Task details: Once a line is found to contain "hill", copy it out of the listing.

Records to process:
============================================================

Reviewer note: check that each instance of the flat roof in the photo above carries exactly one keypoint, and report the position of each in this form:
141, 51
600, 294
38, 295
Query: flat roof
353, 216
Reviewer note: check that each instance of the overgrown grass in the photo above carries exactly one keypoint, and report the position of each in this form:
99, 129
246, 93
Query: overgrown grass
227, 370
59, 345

============================================================

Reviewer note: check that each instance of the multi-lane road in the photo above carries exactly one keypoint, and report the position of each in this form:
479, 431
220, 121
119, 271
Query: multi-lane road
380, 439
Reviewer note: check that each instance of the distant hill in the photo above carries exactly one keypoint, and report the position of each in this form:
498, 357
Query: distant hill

============================================================

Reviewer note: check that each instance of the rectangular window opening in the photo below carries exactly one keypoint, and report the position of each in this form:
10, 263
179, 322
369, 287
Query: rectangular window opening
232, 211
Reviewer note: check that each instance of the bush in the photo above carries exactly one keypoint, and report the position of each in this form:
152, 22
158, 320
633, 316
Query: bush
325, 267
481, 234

============================================================

Task result:
Reviewer note: check that each instance of the distant hill in the photo above carries exactly one keypoint, and report the position of each in this form:
Query: distant hill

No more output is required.